Print all entries word for word.

» Raw data:
[start]
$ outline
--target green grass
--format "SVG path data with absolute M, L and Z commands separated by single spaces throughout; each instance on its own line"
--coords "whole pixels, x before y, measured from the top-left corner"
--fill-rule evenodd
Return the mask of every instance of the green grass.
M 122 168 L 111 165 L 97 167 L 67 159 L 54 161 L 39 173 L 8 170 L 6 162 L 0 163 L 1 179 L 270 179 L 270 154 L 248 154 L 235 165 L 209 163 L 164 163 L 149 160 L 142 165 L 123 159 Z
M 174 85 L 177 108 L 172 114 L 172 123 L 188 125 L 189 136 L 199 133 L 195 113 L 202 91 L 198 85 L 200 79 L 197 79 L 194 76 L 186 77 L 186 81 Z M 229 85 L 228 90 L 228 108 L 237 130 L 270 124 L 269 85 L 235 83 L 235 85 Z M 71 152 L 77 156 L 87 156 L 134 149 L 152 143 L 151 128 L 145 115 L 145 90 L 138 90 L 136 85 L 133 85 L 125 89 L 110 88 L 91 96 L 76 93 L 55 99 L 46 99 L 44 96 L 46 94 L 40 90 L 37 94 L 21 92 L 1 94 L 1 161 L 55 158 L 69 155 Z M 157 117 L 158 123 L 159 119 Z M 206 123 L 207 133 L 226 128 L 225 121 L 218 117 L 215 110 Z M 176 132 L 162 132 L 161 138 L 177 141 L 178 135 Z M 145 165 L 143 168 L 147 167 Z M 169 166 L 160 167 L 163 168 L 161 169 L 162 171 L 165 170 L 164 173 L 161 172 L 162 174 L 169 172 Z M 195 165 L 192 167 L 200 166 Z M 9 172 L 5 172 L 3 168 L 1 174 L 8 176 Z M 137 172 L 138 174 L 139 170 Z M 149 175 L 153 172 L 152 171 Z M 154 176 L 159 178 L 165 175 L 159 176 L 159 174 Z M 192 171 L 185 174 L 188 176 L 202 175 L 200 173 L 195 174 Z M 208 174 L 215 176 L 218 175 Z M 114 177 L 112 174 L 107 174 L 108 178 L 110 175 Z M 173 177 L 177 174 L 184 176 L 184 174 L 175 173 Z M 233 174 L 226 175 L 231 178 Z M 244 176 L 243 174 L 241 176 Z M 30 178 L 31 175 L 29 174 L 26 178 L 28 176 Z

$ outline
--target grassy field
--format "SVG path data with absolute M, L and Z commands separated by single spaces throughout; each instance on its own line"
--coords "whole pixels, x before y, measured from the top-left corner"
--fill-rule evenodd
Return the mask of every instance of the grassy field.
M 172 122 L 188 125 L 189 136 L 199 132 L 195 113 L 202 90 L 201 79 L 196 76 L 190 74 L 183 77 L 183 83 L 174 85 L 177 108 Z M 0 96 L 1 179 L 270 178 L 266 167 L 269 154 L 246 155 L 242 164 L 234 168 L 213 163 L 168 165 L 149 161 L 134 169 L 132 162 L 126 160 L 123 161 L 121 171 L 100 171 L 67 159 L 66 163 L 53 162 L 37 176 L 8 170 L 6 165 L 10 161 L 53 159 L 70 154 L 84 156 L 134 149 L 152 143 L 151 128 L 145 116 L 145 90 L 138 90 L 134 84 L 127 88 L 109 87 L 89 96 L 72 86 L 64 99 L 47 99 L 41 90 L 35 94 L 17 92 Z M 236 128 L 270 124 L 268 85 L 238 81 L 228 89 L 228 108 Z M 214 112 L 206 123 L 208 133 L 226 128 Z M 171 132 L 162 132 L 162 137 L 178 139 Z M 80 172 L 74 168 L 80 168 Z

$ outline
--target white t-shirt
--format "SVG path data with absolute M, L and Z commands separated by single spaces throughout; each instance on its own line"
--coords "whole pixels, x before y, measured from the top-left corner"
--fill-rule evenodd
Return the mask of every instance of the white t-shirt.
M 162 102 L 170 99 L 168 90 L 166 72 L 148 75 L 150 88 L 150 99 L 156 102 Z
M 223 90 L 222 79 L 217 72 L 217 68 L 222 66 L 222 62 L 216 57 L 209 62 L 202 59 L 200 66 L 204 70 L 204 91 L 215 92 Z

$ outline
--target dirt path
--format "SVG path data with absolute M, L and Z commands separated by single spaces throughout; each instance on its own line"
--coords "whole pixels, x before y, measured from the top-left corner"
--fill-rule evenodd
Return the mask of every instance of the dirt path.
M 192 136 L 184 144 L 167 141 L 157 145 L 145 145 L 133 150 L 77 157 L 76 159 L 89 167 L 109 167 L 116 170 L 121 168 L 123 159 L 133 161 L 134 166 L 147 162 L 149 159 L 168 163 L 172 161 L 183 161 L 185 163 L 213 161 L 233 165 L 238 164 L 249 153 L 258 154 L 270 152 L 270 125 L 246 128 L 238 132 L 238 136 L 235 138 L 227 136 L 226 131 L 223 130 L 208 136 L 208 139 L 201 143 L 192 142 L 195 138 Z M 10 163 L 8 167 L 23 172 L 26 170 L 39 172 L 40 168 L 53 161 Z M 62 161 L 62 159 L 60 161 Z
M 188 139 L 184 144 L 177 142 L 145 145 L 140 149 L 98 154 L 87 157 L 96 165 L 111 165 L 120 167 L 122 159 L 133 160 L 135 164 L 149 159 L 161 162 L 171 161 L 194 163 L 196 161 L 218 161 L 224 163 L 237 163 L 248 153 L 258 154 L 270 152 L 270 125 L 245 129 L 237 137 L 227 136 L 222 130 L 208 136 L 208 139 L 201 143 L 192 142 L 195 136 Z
[end]
» Result below:
$ outline
--target green grass
--format "SVG path data with absolute M, L and Z commands separated by single spaces throughout; each instance on its own line"
--coords "whole pixels, x before y, measured from the top-left corner"
--fill-rule evenodd
Return the mask of every instance of the green grass.
M 122 168 L 111 165 L 97 167 L 67 159 L 54 161 L 39 173 L 8 170 L 6 162 L 0 163 L 1 179 L 270 179 L 270 154 L 248 154 L 235 165 L 209 163 L 164 163 L 149 160 L 142 165 L 123 159 Z
M 174 85 L 177 108 L 172 114 L 172 123 L 188 125 L 189 136 L 199 133 L 195 113 L 202 91 L 198 85 L 200 79 L 197 79 L 194 76 L 186 77 L 186 81 Z M 229 85 L 228 90 L 228 108 L 237 130 L 270 124 L 269 85 L 235 83 L 235 85 Z M 71 152 L 77 156 L 87 156 L 134 149 L 152 143 L 151 128 L 145 115 L 145 90 L 138 90 L 136 85 L 133 85 L 125 89 L 110 88 L 91 96 L 76 93 L 55 99 L 46 99 L 44 96 L 46 94 L 40 90 L 37 94 L 21 92 L 1 94 L 1 161 L 55 158 L 69 155 Z M 157 117 L 158 123 L 159 119 Z M 206 123 L 207 133 L 226 128 L 225 121 L 218 117 L 215 110 Z M 176 132 L 162 132 L 161 138 L 177 141 L 178 135 Z M 145 165 L 143 168 L 147 167 Z M 169 166 L 160 167 L 163 168 L 161 169 L 162 171 L 165 170 L 164 173 L 161 172 L 162 174 L 169 172 Z M 195 165 L 192 167 L 200 166 Z M 9 172 L 5 172 L 3 168 L 1 174 L 8 176 Z M 137 172 L 138 174 L 139 170 Z M 149 175 L 153 172 L 152 171 Z M 154 176 L 159 178 L 165 175 L 159 176 L 159 174 Z M 192 171 L 185 174 L 188 176 L 202 175 L 200 173 L 195 174 Z M 208 174 L 215 176 L 218 175 Z M 114 177 L 112 174 L 107 174 L 108 178 L 110 175 Z M 173 177 L 177 174 L 184 176 L 184 174 L 175 173 Z M 233 174 L 226 175 L 231 178 Z M 244 176 L 243 174 L 241 176 Z M 30 178 L 31 175 L 29 174 L 26 178 L 28 176 Z

$ outline
--target grassy field
--format "SVG path data with absolute M, L and Z commands separated by single spaces throughout; each instance on its own line"
--coords "whole pixels, x before y, measured from the top-left corner"
--fill-rule evenodd
Return the mask of every instance of the grassy field.
M 172 122 L 188 125 L 189 136 L 199 132 L 195 113 L 202 90 L 201 79 L 196 76 L 190 74 L 183 77 L 183 83 L 174 85 L 177 108 Z M 0 96 L 1 179 L 270 178 L 266 167 L 269 154 L 246 155 L 242 164 L 234 168 L 213 163 L 168 165 L 149 161 L 134 169 L 132 162 L 126 160 L 123 161 L 121 171 L 100 171 L 67 159 L 66 163 L 53 162 L 37 176 L 8 170 L 6 165 L 10 161 L 53 159 L 70 154 L 84 156 L 134 149 L 152 143 L 151 128 L 145 116 L 145 90 L 138 90 L 134 84 L 127 88 L 109 87 L 89 96 L 72 86 L 64 99 L 47 99 L 41 90 L 35 94 L 17 92 Z M 236 128 L 270 124 L 268 85 L 238 81 L 228 89 L 228 108 Z M 214 112 L 206 123 L 208 133 L 226 128 Z M 171 132 L 162 132 L 162 137 L 178 139 Z M 80 172 L 74 168 L 80 168 Z

$ outline
--target white t-shirt
--format "SVG path data with absolute M, L and Z commands separated by single spaces throughout; each instance on its own line"
--coords "whole pixels, x before y, measured from the top-left corner"
--fill-rule evenodd
Return the mask of every instance of the white t-shirt.
M 162 102 L 170 99 L 168 90 L 166 72 L 148 75 L 150 88 L 150 99 L 156 102 Z
M 223 90 L 222 79 L 217 72 L 217 68 L 222 66 L 222 62 L 216 57 L 209 62 L 202 59 L 200 66 L 204 70 L 204 91 L 215 92 Z

$ outline
--target dirt path
--format "SVG path data with absolute M, L and Z commands separated by single spaces throughout; each instance on its own line"
--coords "whole pixels, x before y, measured from the top-left corner"
--fill-rule evenodd
Return the mask of every instance of the dirt path.
M 192 136 L 184 144 L 167 141 L 157 145 L 145 145 L 133 150 L 77 157 L 76 159 L 89 167 L 109 167 L 116 170 L 121 168 L 123 159 L 133 161 L 134 166 L 147 162 L 149 159 L 168 163 L 172 161 L 183 161 L 185 163 L 213 161 L 233 165 L 238 164 L 249 153 L 258 154 L 270 152 L 270 125 L 246 128 L 238 132 L 238 136 L 235 138 L 227 136 L 226 131 L 223 130 L 208 136 L 208 139 L 201 143 L 192 142 L 195 138 Z M 10 163 L 8 167 L 23 172 L 26 170 L 39 172 L 40 168 L 53 161 Z M 62 161 L 62 159 L 60 161 Z
M 188 139 L 184 144 L 177 142 L 145 145 L 140 149 L 98 154 L 87 157 L 96 165 L 111 165 L 120 167 L 122 159 L 133 160 L 135 164 L 149 159 L 161 162 L 171 161 L 194 163 L 196 161 L 218 161 L 224 163 L 237 163 L 248 153 L 258 154 L 270 152 L 270 125 L 245 129 L 237 137 L 227 136 L 222 130 L 208 136 L 208 139 L 201 143 L 192 142 L 195 136 Z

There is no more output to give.